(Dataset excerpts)

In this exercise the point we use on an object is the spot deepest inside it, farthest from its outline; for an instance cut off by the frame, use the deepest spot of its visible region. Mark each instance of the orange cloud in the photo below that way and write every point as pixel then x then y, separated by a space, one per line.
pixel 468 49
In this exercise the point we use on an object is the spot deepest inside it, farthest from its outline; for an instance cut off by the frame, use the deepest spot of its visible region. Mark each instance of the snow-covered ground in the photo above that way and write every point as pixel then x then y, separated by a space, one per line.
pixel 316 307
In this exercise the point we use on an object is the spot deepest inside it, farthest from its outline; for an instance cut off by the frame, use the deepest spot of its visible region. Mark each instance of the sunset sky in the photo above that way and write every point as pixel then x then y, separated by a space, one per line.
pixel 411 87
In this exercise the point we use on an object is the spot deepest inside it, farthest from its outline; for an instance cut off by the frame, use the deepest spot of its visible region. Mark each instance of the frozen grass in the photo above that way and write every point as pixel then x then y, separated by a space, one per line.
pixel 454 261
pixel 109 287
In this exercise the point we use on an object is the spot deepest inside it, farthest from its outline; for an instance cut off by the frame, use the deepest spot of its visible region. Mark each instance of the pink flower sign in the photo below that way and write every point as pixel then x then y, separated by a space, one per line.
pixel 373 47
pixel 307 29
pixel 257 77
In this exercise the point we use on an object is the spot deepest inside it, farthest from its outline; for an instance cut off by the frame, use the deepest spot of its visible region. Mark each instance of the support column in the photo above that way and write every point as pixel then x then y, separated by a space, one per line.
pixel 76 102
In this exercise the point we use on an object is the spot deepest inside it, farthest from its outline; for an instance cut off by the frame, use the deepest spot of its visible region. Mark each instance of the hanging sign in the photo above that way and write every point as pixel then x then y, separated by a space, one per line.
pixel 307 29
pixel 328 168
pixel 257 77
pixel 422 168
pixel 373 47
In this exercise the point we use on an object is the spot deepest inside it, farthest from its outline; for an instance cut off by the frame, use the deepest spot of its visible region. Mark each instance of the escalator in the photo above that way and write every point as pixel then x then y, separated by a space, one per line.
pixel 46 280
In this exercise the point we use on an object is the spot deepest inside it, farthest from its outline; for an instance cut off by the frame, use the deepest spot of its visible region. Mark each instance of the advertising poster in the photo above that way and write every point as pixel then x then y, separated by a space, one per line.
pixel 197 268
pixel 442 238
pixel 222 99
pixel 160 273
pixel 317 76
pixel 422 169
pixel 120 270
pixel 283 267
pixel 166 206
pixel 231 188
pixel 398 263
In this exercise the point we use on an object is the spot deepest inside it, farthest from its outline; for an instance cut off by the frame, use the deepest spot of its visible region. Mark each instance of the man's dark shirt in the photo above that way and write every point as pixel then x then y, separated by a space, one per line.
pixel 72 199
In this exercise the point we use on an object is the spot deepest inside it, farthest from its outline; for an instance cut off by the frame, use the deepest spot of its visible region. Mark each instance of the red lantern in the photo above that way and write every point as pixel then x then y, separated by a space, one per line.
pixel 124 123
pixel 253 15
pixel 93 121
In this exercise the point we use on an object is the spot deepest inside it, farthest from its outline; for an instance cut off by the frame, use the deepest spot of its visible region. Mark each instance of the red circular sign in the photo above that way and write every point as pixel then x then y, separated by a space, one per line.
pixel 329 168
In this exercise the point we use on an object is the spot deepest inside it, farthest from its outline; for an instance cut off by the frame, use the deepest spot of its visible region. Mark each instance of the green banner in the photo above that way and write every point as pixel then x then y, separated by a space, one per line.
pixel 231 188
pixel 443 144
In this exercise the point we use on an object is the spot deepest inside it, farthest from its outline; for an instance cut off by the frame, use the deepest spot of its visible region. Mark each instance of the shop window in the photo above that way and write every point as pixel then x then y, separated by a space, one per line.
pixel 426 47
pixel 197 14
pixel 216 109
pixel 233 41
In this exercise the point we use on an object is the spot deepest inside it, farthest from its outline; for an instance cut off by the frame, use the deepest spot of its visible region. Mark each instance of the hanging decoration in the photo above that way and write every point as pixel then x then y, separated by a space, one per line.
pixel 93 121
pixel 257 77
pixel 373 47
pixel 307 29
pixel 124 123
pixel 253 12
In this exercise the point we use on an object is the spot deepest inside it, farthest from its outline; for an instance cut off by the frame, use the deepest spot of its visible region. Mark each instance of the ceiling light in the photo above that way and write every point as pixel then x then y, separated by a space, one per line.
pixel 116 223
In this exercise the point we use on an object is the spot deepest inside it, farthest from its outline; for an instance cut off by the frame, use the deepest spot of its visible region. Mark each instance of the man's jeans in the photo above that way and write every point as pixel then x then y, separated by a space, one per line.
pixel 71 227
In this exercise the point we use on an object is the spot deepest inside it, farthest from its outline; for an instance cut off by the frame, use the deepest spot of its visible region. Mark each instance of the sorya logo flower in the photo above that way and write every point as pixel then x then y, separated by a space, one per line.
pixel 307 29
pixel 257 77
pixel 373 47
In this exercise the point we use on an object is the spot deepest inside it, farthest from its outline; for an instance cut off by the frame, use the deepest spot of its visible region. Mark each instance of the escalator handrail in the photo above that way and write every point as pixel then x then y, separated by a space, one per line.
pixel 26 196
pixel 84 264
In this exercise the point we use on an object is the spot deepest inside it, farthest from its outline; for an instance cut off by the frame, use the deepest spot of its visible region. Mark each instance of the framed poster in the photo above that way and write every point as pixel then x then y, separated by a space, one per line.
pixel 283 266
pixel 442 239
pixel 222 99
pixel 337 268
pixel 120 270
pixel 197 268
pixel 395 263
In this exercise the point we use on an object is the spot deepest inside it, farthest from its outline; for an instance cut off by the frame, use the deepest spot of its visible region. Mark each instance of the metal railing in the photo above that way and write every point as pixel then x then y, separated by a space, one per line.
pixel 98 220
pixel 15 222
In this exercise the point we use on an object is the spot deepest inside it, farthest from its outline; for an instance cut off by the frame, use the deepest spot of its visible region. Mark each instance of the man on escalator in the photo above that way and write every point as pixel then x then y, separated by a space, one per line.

YOUR ASSIGNMENT ->
Print all the data exactly as shown above.

ANSWER TO THIS TASK ->
In this exercise the point we use on an object is the spot deepest inside it, farthest from its outline; for an instance cut off by the frame, use the deepest spot of its visible region. Mark each instance of the orange cloud in the photo below that way and write every point as pixel then x then y, separated by a space, one per line.
pixel 468 49
In this exercise the point we use on an object is the spot deepest inside it, farthest from its outline; for an instance cut off by the frame, use the deepest spot of its visible region. Mark each instance of the snow-covered ground in the photo above that way and write every point as pixel then x then y, separated by a space, one per line.
pixel 316 307
In this exercise the point we use on an object is the spot deepest inside it, farthest from its outline; for an instance cut off by the frame, use the deepest spot of its visible region. Mark each instance of the sunset sky in the photo above that way and write every point as pixel then x then y, separated by a space, one per line.
pixel 411 87
In this exercise the point we use on an object is the spot deepest inside it, farthest from its outline; for an instance cut off by the frame, use the deepest spot of its visible region. Mark each instance of the frozen grass in the photo above that way and write every point as pixel then x then y, separated by a space, one per line.
pixel 454 261
pixel 109 287
In this exercise the point we use on an object is the spot deepest inside it, farthest from its outline; for an instance cut off by the frame, use the deepest spot of its visible region. Mark each instance of the pink flower sign in the photo below that way and write every point as pixel then x then y, separated by a space, one per line.
pixel 373 47
pixel 307 29
pixel 257 77
In this exercise the point we use on an object is the spot deepest inside it, farthest from its outline; for an instance cut off by the frame, use the deepest spot of its visible region. Mark each instance of the support column in the photo above that way and write every point as pixel then x then y, separated by a space, one per line.
pixel 76 102
In this exercise the point we use on an object is the spot deepest inside it, farthest from its outline; for an instance cut off by the frame, use the deepest spot of its visible region. Mark each instance of the hanging sign in the photo above that way and write every point as pixel then x then y, separated by a space, one per line.
pixel 307 29
pixel 328 168
pixel 257 77
pixel 422 168
pixel 373 47
In this exercise the point we use on an object is the spot deepest inside it, farthest from its outline; for an instance cut off by the frame, use the deepest spot of its visible region. Mark each instance of the escalator in the photo above that way and write every point as pixel then x then y, separated by a space, one per line.
pixel 46 280
In this exercise the point we use on an object is the spot deepest inside it, farthest from its outline; for an instance cut off by the frame, use the deepest spot of its visible region. Mark each instance of the advertising poster in the photo above that way and write every point as pixel then x then y, separated by a space, one per line.
pixel 197 268
pixel 442 238
pixel 222 99
pixel 160 273
pixel 317 76
pixel 422 169
pixel 120 270
pixel 283 267
pixel 166 206
pixel 231 188
pixel 398 263
In this exercise the point we use on an object is the spot deepest inside it, farthest from its outline; for an instance cut off by the frame, use the deepest spot of its visible region. Mark each instance of the man's dark shirt in the photo above that way and write every point as pixel then x then y, separated by a space, one per line.
pixel 72 199
In this exercise the point we use on an object is the spot deepest inside it, farthest from its outline; for an instance cut off by the frame, use the deepest spot of its visible region. Mark each instance of the red lantern in the photo above that way and write every point as pixel then x then y, separated by a space, one per line.
pixel 124 123
pixel 253 15
pixel 93 121
In this exercise the point we use on an object is the spot deepest inside it, farthest from its outline; for an instance cut off by the frame, use the deepest spot of its visible region. Mark each instance of the red circular sign in the photo above that way and write every point as pixel then x then y, separated by a space, one per line.
pixel 329 168
In this exercise the point we use on an object is the spot deepest inside it, farthest from its outline; for an instance cut off by the frame, use the deepest spot of its visible region. Mark each instance of the green banner in the photo above that way and write every point as pixel then x then y, separated by a space, one per line.
pixel 231 188
pixel 443 144
In this exercise the point we use on an object is the spot deepest inside it, farthest from its outline; for an instance cut off by the frame, use the deepest spot of its visible region. Mark each instance of the shop window in the photo above that way and write every point as pixel then x then y, separated by a space, one per line.
pixel 426 47
pixel 197 14
pixel 216 109
pixel 233 41
In this exercise the point we use on an object is the spot deepest inside it, farthest from its outline; for an instance cut off by the frame, use the deepest spot of its visible region. Mark each instance of the hanging decoration in the photo above that way and write every point as pixel then x then y, separated by a space, one per line.
pixel 93 121
pixel 257 77
pixel 373 47
pixel 307 29
pixel 124 123
pixel 253 12
In this exercise the point we use on an object is the spot deepest inside it, farthest from its outline; for an instance cut off by the frame, use the deepest spot of its visible region. Mark each instance of the ceiling light in the photo above that way and write every point as pixel then x then y, separated by a space, one per line.
pixel 116 223
In this exercise the point we use on an object is the spot deepest inside it, farthest from its outline; for an instance cut off by the frame, use the deepest spot of its visible region. Mark each instance of the man's jeans in the photo above that way and write every point as pixel then x then y, separated by a space, one per line.
pixel 71 227
In this exercise the point we use on an object is the spot deepest inside it, farthest from its outline; for an instance cut off by the frame, use the deepest spot of its visible region. Mark each instance of the sorya logo flower in the photo above that way and write every point as pixel then x then y, separated by a space, one per line.
pixel 307 29
pixel 257 77
pixel 373 47
In this exercise the point we use on an object is the spot deepest inside it, farthest from its outline; for an instance cut off by the frame, use the deepest spot of its visible region. Mark each instance of the escalator handrail in the photo above that way and write every point as pixel then x then y, separated by a space, one per line.
pixel 26 196
pixel 84 264
In this exercise the point we use on an object is the spot deepest inside it, farthest from its outline; for an instance cut off by the frame, use the deepest spot of its visible region. Mark each instance of the framed poster in the photo above that way and write every point as pixel then x then y, separated by a space, one per line.
pixel 283 266
pixel 442 239
pixel 222 99
pixel 337 268
pixel 120 270
pixel 197 268
pixel 395 263
In this exercise the point we use on an object is the spot deepest inside it, farthest from its outline; for an instance cut off by the frame, use the deepest spot of its visible region. Mark each instance of the metal railing in the photo above that way and write every point as pixel then x then y, separated by a space, one per line.
pixel 98 220
pixel 15 222
In this exercise the point we use on an object is the spot deepest inside it, farthest from its outline; for an instance cut off by the frame, use the deepest spot of its visible region. Mark each instance of the man on escalator in the photo above that way and write every point as pixel then x then y, separated by a space, one per line.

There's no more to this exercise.